- [Short task]: Reproduce only the lines from the line containing "Each instance of the black wristwatch" to the end of the entries below, including both of those lines.

╭─ Provided records

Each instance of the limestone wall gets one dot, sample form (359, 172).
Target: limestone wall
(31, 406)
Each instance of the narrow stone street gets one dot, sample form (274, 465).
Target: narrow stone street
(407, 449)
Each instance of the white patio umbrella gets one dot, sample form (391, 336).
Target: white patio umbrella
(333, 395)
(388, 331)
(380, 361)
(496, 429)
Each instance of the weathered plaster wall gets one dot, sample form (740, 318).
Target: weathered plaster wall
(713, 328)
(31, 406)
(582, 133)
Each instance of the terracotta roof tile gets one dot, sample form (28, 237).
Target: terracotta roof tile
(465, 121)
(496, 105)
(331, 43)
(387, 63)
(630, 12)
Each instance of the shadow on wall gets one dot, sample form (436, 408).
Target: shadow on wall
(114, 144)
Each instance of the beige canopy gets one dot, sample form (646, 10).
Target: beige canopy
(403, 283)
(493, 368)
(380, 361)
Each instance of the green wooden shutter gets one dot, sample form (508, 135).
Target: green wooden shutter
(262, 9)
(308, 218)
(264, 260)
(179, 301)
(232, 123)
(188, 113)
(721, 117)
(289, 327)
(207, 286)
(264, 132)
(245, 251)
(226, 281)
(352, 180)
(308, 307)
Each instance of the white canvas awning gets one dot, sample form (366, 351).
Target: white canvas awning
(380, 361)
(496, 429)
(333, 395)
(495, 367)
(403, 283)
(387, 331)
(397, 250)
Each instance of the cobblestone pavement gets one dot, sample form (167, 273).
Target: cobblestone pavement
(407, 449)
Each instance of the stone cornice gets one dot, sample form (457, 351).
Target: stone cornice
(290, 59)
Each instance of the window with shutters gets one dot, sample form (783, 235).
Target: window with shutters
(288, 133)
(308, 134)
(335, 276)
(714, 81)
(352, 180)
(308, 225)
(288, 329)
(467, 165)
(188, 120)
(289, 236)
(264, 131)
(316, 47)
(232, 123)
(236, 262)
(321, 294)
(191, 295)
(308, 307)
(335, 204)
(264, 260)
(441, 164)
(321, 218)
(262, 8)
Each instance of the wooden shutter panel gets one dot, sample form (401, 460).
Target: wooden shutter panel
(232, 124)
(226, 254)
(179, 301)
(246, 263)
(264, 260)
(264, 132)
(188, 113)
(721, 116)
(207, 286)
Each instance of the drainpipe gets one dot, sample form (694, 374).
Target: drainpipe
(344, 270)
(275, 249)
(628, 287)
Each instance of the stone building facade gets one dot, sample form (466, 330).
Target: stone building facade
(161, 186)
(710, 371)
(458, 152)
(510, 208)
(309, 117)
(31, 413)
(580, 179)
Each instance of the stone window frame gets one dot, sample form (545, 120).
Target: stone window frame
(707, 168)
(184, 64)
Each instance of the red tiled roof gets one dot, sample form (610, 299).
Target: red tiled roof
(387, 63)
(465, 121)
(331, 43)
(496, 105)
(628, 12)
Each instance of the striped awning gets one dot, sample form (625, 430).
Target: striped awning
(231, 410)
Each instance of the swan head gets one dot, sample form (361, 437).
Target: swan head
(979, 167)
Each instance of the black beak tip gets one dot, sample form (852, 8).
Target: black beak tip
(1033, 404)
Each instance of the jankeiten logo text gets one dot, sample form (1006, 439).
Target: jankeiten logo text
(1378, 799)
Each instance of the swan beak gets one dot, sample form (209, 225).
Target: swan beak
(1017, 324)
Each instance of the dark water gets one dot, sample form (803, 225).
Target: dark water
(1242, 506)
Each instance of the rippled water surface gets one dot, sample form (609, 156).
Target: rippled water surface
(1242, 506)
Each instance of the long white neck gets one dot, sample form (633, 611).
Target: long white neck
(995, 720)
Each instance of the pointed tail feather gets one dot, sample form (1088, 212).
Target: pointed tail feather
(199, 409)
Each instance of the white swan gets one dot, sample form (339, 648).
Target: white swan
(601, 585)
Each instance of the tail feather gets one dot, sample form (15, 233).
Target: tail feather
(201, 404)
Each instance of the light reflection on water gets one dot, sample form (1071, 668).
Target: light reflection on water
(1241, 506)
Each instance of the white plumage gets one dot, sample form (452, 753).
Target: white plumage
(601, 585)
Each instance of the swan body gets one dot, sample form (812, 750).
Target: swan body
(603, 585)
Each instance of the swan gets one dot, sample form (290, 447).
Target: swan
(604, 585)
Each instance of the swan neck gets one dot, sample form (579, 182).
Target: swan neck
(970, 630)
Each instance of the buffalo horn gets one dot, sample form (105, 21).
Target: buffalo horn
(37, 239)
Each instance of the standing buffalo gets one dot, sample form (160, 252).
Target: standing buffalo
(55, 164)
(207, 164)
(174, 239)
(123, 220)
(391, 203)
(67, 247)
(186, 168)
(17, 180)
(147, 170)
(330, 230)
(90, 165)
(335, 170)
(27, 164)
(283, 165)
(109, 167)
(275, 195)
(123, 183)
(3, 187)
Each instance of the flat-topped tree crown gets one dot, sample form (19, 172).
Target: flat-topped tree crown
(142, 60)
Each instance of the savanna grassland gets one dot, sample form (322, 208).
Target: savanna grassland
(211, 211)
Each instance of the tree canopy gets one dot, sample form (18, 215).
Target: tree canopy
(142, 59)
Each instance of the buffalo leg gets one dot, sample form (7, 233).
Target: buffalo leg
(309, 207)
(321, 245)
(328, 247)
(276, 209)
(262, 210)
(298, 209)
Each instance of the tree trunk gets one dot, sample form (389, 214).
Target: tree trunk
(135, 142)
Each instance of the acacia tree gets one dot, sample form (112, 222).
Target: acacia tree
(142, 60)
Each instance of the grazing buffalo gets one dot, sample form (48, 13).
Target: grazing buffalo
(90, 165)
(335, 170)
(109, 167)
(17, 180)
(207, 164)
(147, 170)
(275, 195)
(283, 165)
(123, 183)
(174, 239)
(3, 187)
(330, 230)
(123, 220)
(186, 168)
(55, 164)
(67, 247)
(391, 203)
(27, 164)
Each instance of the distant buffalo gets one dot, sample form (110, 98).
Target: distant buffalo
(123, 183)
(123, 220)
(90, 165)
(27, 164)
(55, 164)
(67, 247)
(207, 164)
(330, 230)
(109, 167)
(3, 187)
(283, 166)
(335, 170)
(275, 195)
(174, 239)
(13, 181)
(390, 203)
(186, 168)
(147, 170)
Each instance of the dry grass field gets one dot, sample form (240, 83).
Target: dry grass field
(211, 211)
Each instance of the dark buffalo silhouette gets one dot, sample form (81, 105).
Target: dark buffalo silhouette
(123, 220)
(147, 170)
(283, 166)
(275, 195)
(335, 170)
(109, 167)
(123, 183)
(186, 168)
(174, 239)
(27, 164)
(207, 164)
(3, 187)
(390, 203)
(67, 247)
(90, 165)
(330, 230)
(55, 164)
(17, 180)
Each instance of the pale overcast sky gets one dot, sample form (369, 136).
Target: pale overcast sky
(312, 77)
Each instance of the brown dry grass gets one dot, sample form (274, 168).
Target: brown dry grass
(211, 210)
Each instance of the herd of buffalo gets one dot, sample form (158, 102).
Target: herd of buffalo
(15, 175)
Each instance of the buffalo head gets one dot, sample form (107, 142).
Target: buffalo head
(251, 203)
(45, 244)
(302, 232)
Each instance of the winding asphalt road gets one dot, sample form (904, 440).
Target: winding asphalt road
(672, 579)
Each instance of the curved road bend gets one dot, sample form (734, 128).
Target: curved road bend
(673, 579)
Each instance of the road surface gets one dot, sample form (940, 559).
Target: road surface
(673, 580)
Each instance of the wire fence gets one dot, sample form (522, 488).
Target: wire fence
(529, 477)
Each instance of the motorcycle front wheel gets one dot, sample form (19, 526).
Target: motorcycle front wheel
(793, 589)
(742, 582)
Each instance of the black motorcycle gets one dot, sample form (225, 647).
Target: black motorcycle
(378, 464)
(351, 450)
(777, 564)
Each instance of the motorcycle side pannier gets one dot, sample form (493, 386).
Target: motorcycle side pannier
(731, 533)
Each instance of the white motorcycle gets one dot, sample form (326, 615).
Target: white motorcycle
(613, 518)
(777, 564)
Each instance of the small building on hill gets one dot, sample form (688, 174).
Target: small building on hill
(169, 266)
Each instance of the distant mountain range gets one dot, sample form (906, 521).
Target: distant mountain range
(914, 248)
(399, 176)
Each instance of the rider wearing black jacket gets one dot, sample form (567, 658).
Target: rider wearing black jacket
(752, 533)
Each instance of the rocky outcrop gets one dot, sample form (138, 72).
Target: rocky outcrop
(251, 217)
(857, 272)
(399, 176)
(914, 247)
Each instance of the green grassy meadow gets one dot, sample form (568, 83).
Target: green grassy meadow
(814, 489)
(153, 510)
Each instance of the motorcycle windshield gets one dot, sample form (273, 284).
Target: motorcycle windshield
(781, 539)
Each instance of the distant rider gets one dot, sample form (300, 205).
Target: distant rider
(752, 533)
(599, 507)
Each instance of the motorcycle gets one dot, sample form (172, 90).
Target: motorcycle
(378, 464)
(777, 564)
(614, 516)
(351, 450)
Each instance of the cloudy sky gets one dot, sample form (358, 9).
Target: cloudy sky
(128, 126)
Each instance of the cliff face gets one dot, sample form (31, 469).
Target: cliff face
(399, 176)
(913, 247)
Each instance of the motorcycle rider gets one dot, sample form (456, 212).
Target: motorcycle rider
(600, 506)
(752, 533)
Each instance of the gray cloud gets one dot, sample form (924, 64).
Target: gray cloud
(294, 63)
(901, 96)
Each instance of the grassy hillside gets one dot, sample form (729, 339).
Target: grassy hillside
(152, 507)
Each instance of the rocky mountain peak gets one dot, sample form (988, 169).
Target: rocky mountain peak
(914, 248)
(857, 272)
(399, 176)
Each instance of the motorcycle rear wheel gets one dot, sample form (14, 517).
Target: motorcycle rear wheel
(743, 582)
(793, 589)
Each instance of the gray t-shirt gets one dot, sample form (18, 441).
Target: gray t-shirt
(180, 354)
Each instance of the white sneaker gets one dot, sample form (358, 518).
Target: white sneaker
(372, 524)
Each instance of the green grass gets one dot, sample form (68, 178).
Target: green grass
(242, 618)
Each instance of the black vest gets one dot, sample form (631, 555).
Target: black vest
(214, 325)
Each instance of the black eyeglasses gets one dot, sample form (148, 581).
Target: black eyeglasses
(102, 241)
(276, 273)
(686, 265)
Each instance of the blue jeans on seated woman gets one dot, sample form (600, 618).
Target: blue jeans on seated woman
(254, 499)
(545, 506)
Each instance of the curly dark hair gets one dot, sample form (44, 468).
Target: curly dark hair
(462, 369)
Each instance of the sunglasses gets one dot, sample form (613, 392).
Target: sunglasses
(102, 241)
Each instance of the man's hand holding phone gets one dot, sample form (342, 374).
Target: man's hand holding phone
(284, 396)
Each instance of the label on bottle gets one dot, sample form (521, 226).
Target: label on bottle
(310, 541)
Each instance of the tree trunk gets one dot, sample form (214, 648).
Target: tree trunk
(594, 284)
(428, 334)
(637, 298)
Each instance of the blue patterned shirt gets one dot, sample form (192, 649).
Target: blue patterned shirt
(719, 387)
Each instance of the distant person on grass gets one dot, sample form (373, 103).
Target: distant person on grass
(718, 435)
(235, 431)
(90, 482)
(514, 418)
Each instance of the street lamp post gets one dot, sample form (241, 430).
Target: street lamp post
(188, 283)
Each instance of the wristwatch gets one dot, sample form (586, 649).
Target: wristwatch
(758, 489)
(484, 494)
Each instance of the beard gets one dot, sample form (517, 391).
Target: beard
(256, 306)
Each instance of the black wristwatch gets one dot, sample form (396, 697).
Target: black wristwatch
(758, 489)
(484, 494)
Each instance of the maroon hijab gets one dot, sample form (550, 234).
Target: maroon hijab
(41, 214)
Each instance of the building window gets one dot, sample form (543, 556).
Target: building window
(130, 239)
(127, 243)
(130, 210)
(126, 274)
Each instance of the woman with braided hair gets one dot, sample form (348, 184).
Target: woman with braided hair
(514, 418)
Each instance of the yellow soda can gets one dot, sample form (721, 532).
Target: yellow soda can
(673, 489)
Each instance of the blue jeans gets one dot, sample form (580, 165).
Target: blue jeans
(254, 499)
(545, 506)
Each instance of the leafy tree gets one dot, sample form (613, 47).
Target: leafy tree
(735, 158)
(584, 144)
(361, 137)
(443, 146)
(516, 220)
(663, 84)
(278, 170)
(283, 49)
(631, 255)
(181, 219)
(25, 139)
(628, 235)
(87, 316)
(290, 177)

╰─

- [The solution]:
Each instance of the black wristwatch gets one dot, sample form (396, 697).
Target: black wristwatch
(758, 489)
(484, 494)
Each instance of the maroon hijab gets one dot, sample form (550, 234).
Target: maroon hijab
(41, 214)
Each instance of the building window gets one dot, sample form (543, 556).
Target: building window
(130, 239)
(127, 243)
(130, 210)
(126, 274)
Each instance of the woman with braided hair gets one dot, sample form (348, 184).
Target: woman with braided hair
(514, 418)
Each instance of the yellow soda can gets one dot, sample form (721, 532).
Target: yellow soda can
(673, 489)
Each instance of the blue jeans gets one dot, sample form (580, 165).
Target: blue jeans
(254, 499)
(545, 506)
Each instance of the leafy tree gets one dot, sample form (613, 47).
Target: leafy tree
(735, 158)
(584, 144)
(361, 137)
(443, 146)
(516, 220)
(663, 84)
(278, 170)
(283, 49)
(631, 255)
(181, 219)
(25, 139)
(628, 235)
(87, 316)
(290, 177)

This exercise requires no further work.